● EXTRACT PROVIDED
Our Searunner is quite different from the other 34s, and well developed for "comfort & ease of handling", VS speed. Many decisions that I might have made in our project would NOT have gone well, without John's help. This is VERY important... COLLABORATE!

The 31 is a true blue water boat, even capable of taking a highly skilled couple, "carefully" around the world. It is more suited to shorter passages due to payload, and for day hops it could be an excellent single hander as well.

It is not nearly the "speedster" of boats like the Farriers, but they are not "cruising boats" at all, they're daysailors. With the SR31, Jim Brown was shooting for the rational middle between speed, comfort, payload, seaworthiness, and affordability. (The point not being Max speed, but "the absence of going slow"), and they WILL claw their way to windward, even in 40 knots of wind!

They have gone 20 knots, (off the wind in a gale), and for close to shore, stripped down, daysails, you could let her rip! The point "cruising" in a 31' multihull like this, however, is to maintain speeds between 7 and 8.5, easily, all day, WITHOUT pushing too hard, getting sick, injured, or breaking anything . Then when you get there, having a boat that you can live on for years! In this mode, storage, ventilation, comfortable bunks, etc., come into play.

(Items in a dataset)
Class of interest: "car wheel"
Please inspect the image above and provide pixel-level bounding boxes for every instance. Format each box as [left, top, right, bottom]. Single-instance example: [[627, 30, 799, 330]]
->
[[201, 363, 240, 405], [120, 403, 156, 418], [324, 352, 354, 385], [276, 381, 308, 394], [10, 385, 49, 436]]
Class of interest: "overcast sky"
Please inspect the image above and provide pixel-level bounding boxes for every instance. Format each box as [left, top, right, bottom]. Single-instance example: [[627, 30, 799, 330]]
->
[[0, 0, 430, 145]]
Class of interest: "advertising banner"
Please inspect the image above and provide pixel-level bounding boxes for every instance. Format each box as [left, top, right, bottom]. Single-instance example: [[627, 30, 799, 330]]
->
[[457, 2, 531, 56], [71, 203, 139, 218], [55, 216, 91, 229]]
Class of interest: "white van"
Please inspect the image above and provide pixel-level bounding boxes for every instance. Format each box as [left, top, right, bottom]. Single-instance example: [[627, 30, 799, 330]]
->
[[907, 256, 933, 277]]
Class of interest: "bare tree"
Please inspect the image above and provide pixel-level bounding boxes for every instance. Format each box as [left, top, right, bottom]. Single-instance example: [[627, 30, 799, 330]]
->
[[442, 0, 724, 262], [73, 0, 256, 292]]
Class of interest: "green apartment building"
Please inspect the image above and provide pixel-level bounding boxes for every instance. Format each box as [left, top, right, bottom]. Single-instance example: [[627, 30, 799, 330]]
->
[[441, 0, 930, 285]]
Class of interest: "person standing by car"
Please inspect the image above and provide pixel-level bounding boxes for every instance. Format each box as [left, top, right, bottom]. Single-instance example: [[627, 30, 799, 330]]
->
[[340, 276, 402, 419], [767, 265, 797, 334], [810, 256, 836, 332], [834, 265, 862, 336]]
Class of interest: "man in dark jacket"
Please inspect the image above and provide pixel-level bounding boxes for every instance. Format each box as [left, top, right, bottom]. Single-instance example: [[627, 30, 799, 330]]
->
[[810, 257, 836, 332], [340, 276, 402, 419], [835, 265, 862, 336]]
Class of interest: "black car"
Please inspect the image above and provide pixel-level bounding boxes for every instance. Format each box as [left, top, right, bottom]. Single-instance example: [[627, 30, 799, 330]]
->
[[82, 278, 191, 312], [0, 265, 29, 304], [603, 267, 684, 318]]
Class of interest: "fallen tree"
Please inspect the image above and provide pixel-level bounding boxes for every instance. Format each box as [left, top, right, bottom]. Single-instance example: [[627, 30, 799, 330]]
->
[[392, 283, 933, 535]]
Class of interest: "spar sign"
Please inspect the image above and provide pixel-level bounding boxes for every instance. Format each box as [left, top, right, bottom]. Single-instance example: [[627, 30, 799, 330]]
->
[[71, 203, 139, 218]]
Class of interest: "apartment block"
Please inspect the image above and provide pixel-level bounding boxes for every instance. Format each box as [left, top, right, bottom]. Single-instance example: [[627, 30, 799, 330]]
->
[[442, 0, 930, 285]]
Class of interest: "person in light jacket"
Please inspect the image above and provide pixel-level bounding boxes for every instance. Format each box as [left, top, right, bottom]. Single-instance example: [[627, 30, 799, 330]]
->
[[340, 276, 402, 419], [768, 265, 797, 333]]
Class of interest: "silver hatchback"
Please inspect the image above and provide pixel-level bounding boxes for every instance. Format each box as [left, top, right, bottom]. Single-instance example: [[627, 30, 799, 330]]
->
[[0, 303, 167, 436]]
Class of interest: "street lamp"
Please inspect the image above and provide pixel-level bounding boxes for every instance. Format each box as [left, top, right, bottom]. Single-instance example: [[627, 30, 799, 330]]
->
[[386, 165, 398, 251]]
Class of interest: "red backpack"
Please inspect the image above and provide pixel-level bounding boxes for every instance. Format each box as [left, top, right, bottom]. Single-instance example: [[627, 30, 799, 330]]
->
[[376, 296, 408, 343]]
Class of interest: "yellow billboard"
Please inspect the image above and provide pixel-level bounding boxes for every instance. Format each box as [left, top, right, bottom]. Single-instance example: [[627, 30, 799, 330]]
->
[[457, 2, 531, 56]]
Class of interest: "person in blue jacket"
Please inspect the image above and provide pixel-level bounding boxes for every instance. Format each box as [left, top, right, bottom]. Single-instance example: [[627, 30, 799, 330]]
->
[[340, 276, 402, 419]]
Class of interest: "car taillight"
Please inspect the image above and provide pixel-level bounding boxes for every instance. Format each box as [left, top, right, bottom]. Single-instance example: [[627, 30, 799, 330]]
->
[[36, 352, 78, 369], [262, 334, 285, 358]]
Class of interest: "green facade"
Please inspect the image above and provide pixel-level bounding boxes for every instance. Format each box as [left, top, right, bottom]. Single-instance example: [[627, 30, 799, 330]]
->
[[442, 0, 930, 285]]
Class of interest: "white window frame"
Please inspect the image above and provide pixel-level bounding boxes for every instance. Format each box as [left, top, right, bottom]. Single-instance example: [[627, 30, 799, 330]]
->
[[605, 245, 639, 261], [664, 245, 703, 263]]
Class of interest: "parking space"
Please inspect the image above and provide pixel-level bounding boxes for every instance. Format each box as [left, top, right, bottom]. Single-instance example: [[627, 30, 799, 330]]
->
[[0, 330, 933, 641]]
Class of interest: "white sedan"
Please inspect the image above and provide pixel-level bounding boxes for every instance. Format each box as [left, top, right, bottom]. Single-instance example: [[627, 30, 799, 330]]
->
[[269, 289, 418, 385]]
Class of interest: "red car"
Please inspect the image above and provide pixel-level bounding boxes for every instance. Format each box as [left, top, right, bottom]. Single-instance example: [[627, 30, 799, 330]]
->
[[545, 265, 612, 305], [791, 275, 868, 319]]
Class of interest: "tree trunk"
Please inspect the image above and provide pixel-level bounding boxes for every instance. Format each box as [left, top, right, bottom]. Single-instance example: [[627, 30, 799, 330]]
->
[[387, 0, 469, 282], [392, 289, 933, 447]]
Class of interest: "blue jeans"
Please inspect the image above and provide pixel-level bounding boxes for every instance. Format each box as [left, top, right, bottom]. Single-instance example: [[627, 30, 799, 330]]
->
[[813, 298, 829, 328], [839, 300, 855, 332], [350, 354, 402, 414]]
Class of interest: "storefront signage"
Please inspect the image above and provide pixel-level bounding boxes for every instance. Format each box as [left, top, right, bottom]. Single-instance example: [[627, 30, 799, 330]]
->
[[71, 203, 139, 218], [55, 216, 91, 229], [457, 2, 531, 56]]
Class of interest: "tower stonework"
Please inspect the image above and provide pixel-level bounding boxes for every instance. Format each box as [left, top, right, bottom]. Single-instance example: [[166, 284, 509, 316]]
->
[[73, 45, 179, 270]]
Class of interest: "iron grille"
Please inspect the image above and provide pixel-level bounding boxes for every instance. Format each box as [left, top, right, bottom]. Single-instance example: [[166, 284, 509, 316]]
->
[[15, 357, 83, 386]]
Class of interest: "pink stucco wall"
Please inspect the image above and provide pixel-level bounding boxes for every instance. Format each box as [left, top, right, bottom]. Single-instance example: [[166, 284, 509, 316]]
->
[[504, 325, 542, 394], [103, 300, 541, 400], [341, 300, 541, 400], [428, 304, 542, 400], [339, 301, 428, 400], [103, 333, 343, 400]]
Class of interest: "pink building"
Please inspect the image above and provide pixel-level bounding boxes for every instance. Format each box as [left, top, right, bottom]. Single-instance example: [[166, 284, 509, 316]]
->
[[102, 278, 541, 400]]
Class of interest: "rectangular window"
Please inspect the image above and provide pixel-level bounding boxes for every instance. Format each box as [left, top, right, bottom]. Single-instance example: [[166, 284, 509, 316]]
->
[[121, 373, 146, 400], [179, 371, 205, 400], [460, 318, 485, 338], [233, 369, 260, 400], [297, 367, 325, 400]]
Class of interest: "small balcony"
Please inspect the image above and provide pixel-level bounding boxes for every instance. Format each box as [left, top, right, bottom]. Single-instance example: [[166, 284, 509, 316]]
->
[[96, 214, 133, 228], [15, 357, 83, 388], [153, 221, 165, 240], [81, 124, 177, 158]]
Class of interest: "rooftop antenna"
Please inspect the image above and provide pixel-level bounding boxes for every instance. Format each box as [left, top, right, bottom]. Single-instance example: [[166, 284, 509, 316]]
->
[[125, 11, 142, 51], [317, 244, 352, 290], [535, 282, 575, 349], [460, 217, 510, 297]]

● THE REQUEST
Translate this sentence from the Searunner 31 text into Spanish: "It is more suited to shorter passages due to payload, and for day hops it could be an excellent single hander as well."

● EXPECTED ANSWER
Es más adecuado para travesías más cortas debido a su capacidad de carga, y para salidas de un día también podría ser un excelente barco para navegar en solitario.